▶ [INSTRUCTIONS]
A. In the fishing tournament thread, how many fish did Captn C's boat put in the box on Saturday?
B. Write out the fishing tournament thread from "I will second" up to and including "of throw backs.".
C. Continue the fishing tournament thread from the point where it stops.

-- start PASSAGE PROVIDED --

You are correct that you can not order the size of shrimp from mother nature, but you can choose not to kill small baby shrimp that can not be used and will just die. "Yes, my friend should have looked at the shrimp first and turned them down but he didn't notice until we started to put them in the livewell." Noo noo you are correct about what the fish are eating. I was in no way trying to take away what the Oilmans tourn does, have been going down for the event sense it started.


----------



## Wakerider1424 (Nov 25, 2007)

Diamond Jen said:


> You can get EXCELLENT dead shrimp at Buddy's Seafood (across the street from the Shell station). They have really good sized shrimp - far more effective than the little shrimp you are getting at the bait shop. Live/dead - unless you are triple tailing, should work the same.
> 
> However, you can do just as well on Gulp. They sell them at Russell's, Rawlins or Stanley's and probably a bunch of other places too! Nonetheless, depending on the depth of the water, toss Gulp under a popping cork (trout rig) and get busy! You will catch fish!
> 
> ...


I will second the Buddy's shrimp!


----------



## Captn C (May 21, 2004)

I guess we did pretty good for an offsore boat...stuck fishing in the bay...AND very limited as to where we could fish in such a big boat. Just not many 25' twin engine bay boats running around out there. Sure came in handy coming and going across west matty though.

Friday we didn't do very well...only put 4 in the box, but the guys caught plenty throw backs.
Saturday we boxed 7 trout and one red...as on Friday they caught a number of throw backs.


----------



## yakfishin (Dec 8, 2005)

Hey Captn C did any of the big boats get offshore? Glad to hear ya'll caught some fish at least.


----------



## Captn C (May 21, 2004)

No one that I know of went offshore and I know many of those guides...I know two gray snapper were weighted in for the snapper division though.


----------



## tewltime (May 21, 2004)

*boats offshore*

The 27' Cape Horn "Sea Ya" made it out on Saturday. 6 hours on the water nad 30 minutes fishing. They caught a 17" and 19" snapper but as luck would have it, got caught by the swing bridge and missed weigh in by about 15 minutes.

And no I was not on that boat... I was on the "Jobsite" and tied up at the harbor.


----------



## CoastalOutfitters (Aug 20, 2004)

Captn C said:


> No one that I know of went offshore and I know many of those guides...*I know two gray snapper were weighted in* for the snapper division though.


I heard they were monsters, wonder who caught em, we need pics.......

.


----------



## rippin lips (Jan 8, 2005)

I had the pleasure to fish this tourny again with Ghost. It gets bigger and better every year I go. Dwayne I want thank you for the invite again.I had a blast and met alot of new folks.Aggreko team made out like bandits this year on prizes.Again a Big Thanks.Thank Gary for the trailer also it was nice to stumble across from the tent to pass out.That was 2 years in a row the wind was bruttle.It was good to see Havens down there also.Capt.Jesse and Capt.Ken Sabin Thanks for the conversation and I learn new stuff every day.I will make some jewlrey out of the pearls from the trout.Thanks http://www.tocift.org/ for putting on a great event as usual.

Woody


----------



## Run-N-Gun (Jul 5, 2007)

-- end PASSAGE PROVIDED --
-- start INFORMATION GIVEN --

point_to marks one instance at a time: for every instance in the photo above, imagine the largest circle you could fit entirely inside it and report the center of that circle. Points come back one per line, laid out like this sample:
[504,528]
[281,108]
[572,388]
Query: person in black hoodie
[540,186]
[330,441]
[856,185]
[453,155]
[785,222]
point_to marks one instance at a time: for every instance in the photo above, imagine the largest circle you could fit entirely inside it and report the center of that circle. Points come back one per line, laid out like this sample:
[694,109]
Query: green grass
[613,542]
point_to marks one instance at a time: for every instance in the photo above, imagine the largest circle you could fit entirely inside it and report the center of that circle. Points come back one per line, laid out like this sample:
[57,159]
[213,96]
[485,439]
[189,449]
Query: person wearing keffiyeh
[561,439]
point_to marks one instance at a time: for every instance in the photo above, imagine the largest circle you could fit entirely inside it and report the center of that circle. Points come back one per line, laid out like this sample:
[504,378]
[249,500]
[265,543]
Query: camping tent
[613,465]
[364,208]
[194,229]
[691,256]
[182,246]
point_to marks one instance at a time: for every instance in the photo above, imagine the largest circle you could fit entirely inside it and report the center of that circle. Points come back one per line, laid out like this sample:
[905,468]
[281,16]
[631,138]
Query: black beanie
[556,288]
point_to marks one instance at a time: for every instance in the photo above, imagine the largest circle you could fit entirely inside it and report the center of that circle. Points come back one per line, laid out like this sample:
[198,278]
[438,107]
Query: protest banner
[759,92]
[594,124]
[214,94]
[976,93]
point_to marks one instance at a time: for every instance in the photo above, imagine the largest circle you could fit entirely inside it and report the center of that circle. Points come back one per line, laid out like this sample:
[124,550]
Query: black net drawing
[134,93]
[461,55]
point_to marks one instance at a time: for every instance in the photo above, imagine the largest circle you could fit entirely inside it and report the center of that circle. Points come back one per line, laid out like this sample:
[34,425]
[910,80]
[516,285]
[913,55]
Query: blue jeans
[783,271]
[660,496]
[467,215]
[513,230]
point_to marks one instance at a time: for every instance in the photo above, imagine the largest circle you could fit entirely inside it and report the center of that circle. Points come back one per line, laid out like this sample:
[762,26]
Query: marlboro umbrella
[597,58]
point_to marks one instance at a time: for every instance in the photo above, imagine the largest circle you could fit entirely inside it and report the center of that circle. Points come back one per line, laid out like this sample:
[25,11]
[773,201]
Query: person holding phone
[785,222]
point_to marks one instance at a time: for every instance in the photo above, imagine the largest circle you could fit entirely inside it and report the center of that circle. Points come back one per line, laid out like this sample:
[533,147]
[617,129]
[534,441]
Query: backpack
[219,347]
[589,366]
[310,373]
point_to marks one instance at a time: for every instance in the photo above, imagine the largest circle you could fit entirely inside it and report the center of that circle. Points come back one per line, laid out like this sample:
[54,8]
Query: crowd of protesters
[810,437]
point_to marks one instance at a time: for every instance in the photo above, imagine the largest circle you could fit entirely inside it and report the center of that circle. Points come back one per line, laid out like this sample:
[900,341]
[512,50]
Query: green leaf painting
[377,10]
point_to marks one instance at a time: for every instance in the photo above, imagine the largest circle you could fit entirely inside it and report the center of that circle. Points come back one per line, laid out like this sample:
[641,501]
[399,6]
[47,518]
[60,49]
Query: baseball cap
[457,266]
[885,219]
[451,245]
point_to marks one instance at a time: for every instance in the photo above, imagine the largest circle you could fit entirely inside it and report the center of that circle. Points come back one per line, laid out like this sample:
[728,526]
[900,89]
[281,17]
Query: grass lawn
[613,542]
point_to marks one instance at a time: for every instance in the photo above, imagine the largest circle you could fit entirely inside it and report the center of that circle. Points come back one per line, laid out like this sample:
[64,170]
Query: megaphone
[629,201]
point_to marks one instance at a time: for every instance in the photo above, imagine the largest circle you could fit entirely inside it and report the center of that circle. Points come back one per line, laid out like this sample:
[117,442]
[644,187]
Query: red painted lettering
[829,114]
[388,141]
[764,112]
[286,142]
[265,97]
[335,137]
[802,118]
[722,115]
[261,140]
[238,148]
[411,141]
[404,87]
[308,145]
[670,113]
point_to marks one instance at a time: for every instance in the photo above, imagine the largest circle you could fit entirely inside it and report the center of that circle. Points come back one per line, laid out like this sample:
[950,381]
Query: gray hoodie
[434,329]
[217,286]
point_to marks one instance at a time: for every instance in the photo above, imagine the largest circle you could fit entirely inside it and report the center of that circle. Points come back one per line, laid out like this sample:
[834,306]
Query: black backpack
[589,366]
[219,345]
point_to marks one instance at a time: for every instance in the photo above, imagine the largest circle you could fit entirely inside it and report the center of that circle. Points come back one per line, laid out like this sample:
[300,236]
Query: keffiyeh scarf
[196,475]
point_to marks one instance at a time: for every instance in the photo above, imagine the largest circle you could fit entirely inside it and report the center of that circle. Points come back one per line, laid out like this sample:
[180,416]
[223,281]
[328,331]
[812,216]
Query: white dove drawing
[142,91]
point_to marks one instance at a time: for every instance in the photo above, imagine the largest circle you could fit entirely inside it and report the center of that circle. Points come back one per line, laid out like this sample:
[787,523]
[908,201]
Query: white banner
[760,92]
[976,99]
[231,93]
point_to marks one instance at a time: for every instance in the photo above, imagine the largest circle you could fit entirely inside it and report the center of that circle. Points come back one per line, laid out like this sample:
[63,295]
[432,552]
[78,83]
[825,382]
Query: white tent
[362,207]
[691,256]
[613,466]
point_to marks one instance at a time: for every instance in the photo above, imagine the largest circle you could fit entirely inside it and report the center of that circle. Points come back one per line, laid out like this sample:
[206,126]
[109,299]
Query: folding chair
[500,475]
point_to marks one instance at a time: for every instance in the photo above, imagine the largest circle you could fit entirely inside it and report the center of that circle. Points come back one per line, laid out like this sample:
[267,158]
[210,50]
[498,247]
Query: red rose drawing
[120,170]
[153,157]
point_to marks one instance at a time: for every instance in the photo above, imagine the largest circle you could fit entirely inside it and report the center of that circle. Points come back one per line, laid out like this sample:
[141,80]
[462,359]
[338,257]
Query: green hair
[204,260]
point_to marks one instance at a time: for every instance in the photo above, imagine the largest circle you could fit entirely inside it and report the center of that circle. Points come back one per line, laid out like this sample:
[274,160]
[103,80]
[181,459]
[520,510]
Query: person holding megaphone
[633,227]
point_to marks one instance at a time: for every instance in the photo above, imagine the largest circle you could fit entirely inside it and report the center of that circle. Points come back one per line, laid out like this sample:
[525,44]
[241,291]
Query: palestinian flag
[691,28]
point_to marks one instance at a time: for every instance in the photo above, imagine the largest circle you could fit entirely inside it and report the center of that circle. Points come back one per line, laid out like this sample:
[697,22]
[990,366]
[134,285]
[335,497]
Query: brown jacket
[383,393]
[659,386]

-- end INFORMATION GIVEN --

▶ [RESPONSES FOR EACH TASK]
A. Seven trout and one red.

B.
I will second the Buddy's shrimp!


----------



## Captn C (May 21, 2004)

I guess we did pretty good for an offsore boat...stuck fishing in the bay...AND very limited as to where we could fish in such a big boat. Just not many 25' twin engine bay boats running around out there. Sure came in handy coming and going across west matty though.

Friday we didn't do very well...only put 4 in the box, but the guys caught plenty throw backs.
Saturday we boxed 7 trout and one red...as on Friday they caught a number of throw backs.

C.
David Gregory's boat had the largest trout of the tourny at 7.1 lbs. They didn't catch alot of fish, but the ones they caugth counted. We only had one boat really dominate over the weekend and it had 36 trout on friday with the largest going in the mid 6lb range. Most of our boats had anywhere from 5-15 fish a day over the two day tournament, but like they said earlier, it was a blast of a weekend, just hope next year we will actually get to go offshore!!


----------



## rippin lips (Jan 8, 2005)

Yea he pulled it off .Aggreko rents his house from him.I stayed there last year.Dwayne and customers stayed there this year again.Davids boat bumped me down to 2nd.I lost a bigger fish early that morning made me sick to my stomach I thought it was over that was my chance.Then hour later I picked up a 6.6lb pulled out 2nd place for me.
Woody


----------



## Captn C (May 21, 2004)

CoastalOutfitters said:


> I heard they were monsters, wonder who caught em, we need pics.......
> 
> .


LOL

I know the lucky captain who put them on those two fish too...I doubt they would have to re-sized the pics to fit here!

I know a number of the offshore guides who were booked for this event and I know they wanted to get out there badly. I am surprized anyone tried and got out deep enough to catch anything. Those guy are more than hard core!


----------



## parker2 (Sep 8, 2005)

Fished East Bay on Friday with 4 trout 22" to 24 1/2" and two at 17"
All caught on Punkinseed and chartruse touts.
Sorry for the quality of the pictures.

Later
Parker


----------



## parker2 (Sep 8, 2005)

Picture attached.


----------



## Gluconda (Aug 25, 2005)

I heard Mr. Ed Douglas of Ed's lures was down there with his lures. Did anyone meet him or know how I can get a hold of Mr. Douglas for some of his Broken Back Lures? Thanks


----------



## Totally La. (Aug 11, 2005)

There were no offshore fish weighed in during the tournament. No one went out due to high seas.


----------



## Capt. Carman (Jun 5, 2007)

*Oilman*

For those of you that fished the river during Oilman, you saw the Pro-Kats go by and we were one of 'em.

We were very disappointed we couldn't take our clients offshore. It was very strange fishing in 12-18' of water. We had very high quality bait as well.

Hey, next year to all. Let's have a cold adult beverage.

CC


----------



## hilldo (Jun 25, 2006)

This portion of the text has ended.